● **PROVIDED PASSAGE**
========================================

In a symbolic and innovative gesture, Nvidia CEO Jensen Huang personally delivered the company’s latest AI innovation, the DGX Spark, to Elon Musk and Sam Altman. This event marked a significant moment in the advancement of AI computing, as Nvidia unveiled its most compact and powerful supercomputer to date. Huang’s first stop was SpaceX’s Starbase in Texas, where he presented the DGX Spark to Musk just prior to SpaceX’s 11th Starship test flight. Standing next to the gigantic rocket, Huang humorously remarked, “Delivering the smallest supercomputer next to the biggest rocket.” The DGX Spark, no larger than a shoebox, is capable of handling AI models with up to 200 billion parameters.
In a video posted by Musk on X, the two technology leaders enjoyed lunch in SpaceX’s cafeteria while discussing Nvidia’s early collaborations with OpenAI. Huang reflected on how he had delivered the first DGX-1 years ago, emphasizing that the new Spark continues that vision by bringing data-center-level power directly to innovators. After Texas, Huang traveled to San Francisco for a reunion with Sam Altman at OpenAI’s headquarters, recreating a scene reminiscent of Nvidia’s partnership with OpenAI in 2016, when the DGX-1 was instrumental in OpenAI’s significant AI research breakthroughs. The recent meeting, although smaller in scale, had a much greater impact. OpenAI co-founder Greg Brockman expressed gratitude on X, stating, “Thanks Jensen for the hand delivery of DGX Spark.

========================================

● **WHAT IS NEEDED**
Resume the article on Jensen Huang delivering the DGX Spark, starting right after its final sentence.

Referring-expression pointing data
========================================

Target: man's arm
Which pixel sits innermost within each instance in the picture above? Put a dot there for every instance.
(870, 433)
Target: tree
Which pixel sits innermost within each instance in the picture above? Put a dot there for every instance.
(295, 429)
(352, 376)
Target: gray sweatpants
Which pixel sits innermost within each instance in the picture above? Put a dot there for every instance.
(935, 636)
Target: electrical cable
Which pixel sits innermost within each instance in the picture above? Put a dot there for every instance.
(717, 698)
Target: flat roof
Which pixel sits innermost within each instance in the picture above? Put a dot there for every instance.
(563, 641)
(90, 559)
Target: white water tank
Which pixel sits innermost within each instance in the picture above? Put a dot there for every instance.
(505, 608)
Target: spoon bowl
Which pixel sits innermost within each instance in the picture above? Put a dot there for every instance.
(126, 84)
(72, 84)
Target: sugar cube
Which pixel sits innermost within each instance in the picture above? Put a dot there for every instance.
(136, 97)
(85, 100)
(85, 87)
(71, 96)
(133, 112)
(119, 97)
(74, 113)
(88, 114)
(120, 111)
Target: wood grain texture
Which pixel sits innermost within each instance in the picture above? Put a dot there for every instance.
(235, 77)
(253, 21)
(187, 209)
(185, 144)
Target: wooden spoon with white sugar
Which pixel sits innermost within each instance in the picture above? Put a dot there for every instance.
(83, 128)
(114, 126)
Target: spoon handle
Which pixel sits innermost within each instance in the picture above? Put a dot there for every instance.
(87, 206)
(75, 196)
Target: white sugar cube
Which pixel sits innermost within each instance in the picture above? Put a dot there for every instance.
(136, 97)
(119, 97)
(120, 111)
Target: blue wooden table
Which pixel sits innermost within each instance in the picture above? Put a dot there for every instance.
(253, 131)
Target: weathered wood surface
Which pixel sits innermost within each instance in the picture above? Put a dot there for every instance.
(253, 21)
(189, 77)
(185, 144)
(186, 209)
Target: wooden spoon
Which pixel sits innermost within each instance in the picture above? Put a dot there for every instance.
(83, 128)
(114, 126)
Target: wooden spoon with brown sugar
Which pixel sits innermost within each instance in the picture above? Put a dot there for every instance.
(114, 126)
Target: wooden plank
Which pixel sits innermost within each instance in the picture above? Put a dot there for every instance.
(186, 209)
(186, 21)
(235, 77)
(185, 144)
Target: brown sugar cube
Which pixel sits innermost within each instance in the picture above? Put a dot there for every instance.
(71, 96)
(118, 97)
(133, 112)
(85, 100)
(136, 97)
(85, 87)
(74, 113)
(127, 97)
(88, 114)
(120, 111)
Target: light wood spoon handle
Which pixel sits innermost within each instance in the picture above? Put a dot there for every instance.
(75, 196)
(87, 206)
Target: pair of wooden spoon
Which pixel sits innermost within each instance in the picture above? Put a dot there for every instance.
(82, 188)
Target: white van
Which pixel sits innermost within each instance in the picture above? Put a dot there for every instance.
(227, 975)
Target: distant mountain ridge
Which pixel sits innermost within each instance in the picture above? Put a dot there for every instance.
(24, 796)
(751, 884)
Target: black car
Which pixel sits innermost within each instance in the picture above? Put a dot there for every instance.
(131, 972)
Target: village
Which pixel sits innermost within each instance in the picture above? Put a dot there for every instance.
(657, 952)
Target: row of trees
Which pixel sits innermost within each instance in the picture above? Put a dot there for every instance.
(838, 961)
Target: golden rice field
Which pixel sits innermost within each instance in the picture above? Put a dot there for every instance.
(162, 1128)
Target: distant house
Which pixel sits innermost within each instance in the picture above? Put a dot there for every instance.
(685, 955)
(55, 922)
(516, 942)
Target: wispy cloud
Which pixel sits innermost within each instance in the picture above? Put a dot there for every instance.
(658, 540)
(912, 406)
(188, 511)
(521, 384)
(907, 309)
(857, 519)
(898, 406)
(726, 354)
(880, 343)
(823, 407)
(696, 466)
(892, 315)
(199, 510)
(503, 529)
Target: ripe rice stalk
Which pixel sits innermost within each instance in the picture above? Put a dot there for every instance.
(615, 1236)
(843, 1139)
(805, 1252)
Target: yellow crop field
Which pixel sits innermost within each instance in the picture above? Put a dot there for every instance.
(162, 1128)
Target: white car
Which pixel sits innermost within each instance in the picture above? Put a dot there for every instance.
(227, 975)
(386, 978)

========================================

● **TASK RESPONSE**
Best delivery service ever. Amazing to see so much compute (1 petaflop!) in such a tiny form factor.” Altman echoed the sentiment, remarking, “Things have come a long way since the delivery of the DGX-1 nine years ago; amazing to see.” The Nvidia DGX Spark is marketed as the world’s first “personal AI supercomputer,” merging portability with exceptional performance. Weighing only 1.2 kilograms, it offers up to 1 petaflop of computing power, supported by Nvidia’s advanced GB10 Grace Blackwell Superchip. It features 128GB of unified memory, NVLink-C2C connectivity, ConnectX networking, NVMe storage, and HDMI output, making it suitable for training, inferencing, and visualizing AI workloads directly on a desk.
On the software side, Spark operates with the complete Nvidia AI stack, preloaded with frameworks, pretrained models, and NIM Microservices. This allows developers, researchers, and artists to create chatbots, generative vision tools, and other AI innovations without relying on cloud services. To bring the DGX Spark to market, Nvidia collaborated with major tech brands such as Acer, ASUS, Dell, HP, Lenovo, GIGABYTE, and MSI. Early adopters include Ollama in Palo Alto, NYU Global Frontier Lab, Zipline, Arizona State University, and artist Refik Anadol’s studio. Officially launched on October 15, the DGX Spark is available through Nvidia.com and authorized retailers globally.
From the massive launch pad at SpaceX to OpenAI’s cutting-edge research facility, Huang’s rapid deliveries conveyed a vital message — the future of AI hinges not only on raw power but also on accessibility and portability.